* What is asked *
Convert the items below into a JSON list of strings with one string per line, omitting any blank lines.

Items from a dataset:

+---+

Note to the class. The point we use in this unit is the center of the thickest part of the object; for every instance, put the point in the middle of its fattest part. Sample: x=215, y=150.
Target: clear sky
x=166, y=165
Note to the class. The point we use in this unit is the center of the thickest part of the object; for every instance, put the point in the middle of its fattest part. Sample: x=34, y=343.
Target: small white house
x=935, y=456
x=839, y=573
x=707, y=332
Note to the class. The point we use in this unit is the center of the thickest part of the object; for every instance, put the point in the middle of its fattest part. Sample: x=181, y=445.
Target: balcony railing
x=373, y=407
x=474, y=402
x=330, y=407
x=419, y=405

+---+

* Exercise output *
[
  "Note to the class. The point we use in this unit is the center of the thickest part of the object; for every instance, put the point in the middle of its fattest part. Sample: x=215, y=150.",
  "Target: clear sky",
  "x=166, y=165",
  "Note to the class. The point we use in this unit is the center of the thickest part of the object; for every instance, put the point in the middle of its fattest part. Sample: x=34, y=343.",
  "Target: small white house",
  "x=935, y=456",
  "x=839, y=573",
  "x=707, y=332",
  "Note to the class. The point we use in this unit is the center of the thickest part of the object; for every instance, put the point in the middle of its fattest part. Sample: x=181, y=445.",
  "Target: balcony railing",
  "x=373, y=407",
  "x=474, y=402",
  "x=330, y=407",
  "x=419, y=405"
]